[Supplied data — start]

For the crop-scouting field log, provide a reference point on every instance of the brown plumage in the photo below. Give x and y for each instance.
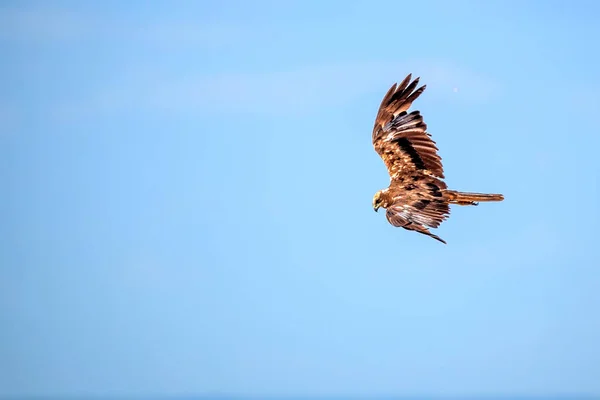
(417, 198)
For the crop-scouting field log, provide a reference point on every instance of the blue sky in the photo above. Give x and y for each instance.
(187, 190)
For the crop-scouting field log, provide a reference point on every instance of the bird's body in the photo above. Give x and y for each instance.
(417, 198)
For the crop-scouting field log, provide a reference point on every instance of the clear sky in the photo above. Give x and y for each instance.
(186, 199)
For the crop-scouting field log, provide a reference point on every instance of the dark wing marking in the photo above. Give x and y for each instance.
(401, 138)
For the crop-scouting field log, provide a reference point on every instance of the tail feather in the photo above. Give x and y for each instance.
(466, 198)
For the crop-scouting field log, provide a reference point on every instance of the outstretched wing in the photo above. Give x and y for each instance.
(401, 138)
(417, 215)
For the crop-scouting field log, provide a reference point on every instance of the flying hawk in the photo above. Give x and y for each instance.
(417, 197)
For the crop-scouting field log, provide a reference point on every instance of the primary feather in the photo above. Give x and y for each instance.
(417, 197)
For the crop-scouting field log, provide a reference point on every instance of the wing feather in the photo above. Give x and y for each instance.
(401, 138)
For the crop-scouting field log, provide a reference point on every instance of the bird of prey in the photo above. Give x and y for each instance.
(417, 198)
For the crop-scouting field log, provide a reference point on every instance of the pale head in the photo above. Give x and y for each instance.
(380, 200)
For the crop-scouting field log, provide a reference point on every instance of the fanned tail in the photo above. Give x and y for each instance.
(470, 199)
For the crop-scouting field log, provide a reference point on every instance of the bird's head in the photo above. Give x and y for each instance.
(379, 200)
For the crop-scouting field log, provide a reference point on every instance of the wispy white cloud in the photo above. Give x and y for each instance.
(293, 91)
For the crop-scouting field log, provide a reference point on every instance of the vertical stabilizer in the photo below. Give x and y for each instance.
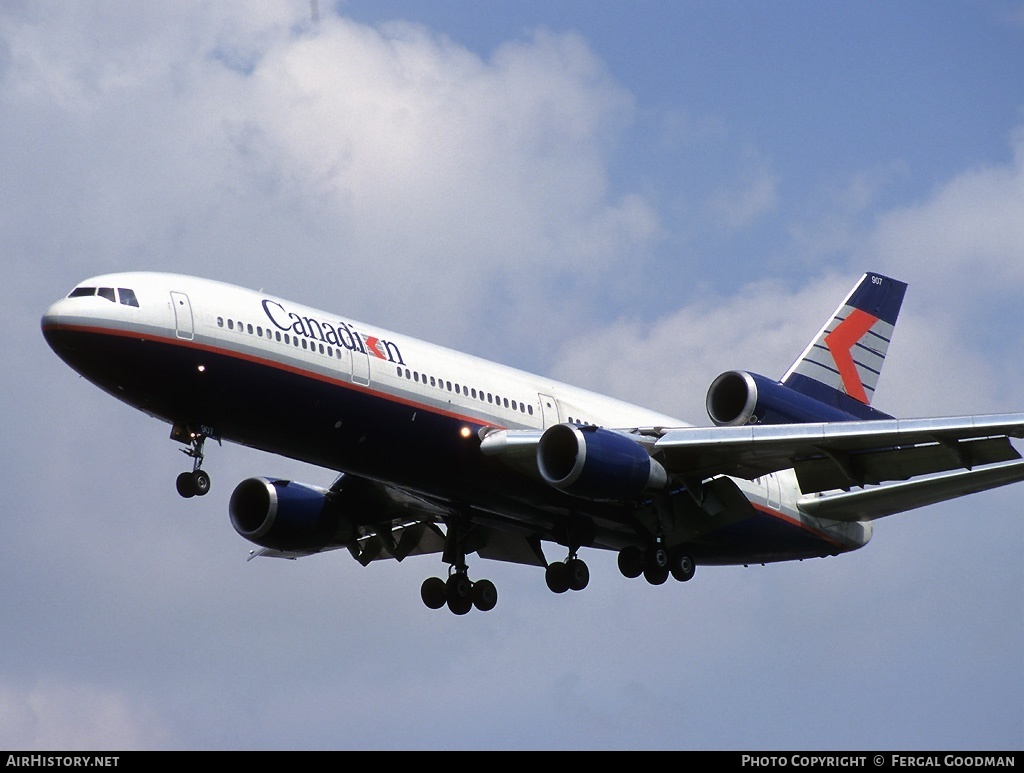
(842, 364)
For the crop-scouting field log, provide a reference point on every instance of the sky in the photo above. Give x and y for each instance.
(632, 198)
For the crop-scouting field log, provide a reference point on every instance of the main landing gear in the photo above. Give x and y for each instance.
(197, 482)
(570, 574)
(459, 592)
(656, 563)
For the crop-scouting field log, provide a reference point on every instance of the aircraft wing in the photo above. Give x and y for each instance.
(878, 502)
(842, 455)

[Supplied data — finish]

> **Problem statement**:
Where the material above includes pictures, omit them and retype everything else exactly.

> **Answer to this problem**:
For the crop-scouting field log, provide a reference point on every instance of the brown plumage in the photo below. Give x and y for each instance.
(417, 198)
For the crop-scouting field log, provide a reference point on every instance of the blue sky in the photo above. Give x and y for each instance.
(187, 190)
For the crop-scouting field log, provide a reference point on every instance of the bird's body in the photo above. Give x and y for each instance.
(417, 198)
For the crop-scouting field log, provide a reference point on every instance of the clear sky in the photo above. Give x and y for each instance.
(186, 199)
For the crop-scouting field log, provide a reference point on every instance of the dark wing marking in the photo above. Give x and y for each instance.
(401, 138)
For the crop-scouting field log, provide a reference point on every instance of the tail feather in the photo above. Give x and y for each instance.
(466, 198)
For the crop-scouting field log, provide a reference point on every instance of the outstretched wing in the photo above. Give x and y for each instance.
(401, 138)
(417, 215)
For the crop-scouting field log, provide a reference point on every instance of the flying hawk in the photo above. Give x and y for each instance.
(417, 197)
For the crop-scouting field log, provide a reference point on every instance of the primary feather in the photo above. Give x and y for each instance.
(417, 197)
For the crop-scouting field log, provide a reference point on every instance of the wing feather in the photo above. Give x and y for each instance.
(401, 138)
For the crop-scouting field log, provide a reference point on every instance of the bird of prey in the photo above. Give x and y for each instance.
(417, 198)
For the crop-scouting field log, provide a reference point on every instance of the pale head in the photo above. Give x and y for each instance.
(380, 200)
For the crop-scouting field log, provide a reference point on every instance of the fanned tail in the photo above. Give x and y for each instance.
(470, 199)
For the crop-scouting field log, provide a reference point on every instance of the bird's head in the photo above. Give x and y for each instance.
(379, 200)
For the crop-scouting field log, provide a reference point on every instance of the wispy white cloud in the photo above. Give x and y for each instance.
(293, 91)
For the crop-scouting field log, provide a reference point on every instance of the vertical stabilizer in the photo below. Give x and y for each instance.
(842, 364)
For the crop-scouting field log, provide a reference point on every instance of the sky in the photo above. Give x and y for each instance.
(632, 198)
For the crop-scouting field log, provide a reference point on every instance of the main landing gear in the photo above. Give x and y for each instance.
(197, 482)
(570, 574)
(459, 592)
(656, 563)
For the crop-scouting field log, provide a reference point on every instance of the aircraft wing in the photo above. Give x and y for each instance.
(878, 502)
(842, 455)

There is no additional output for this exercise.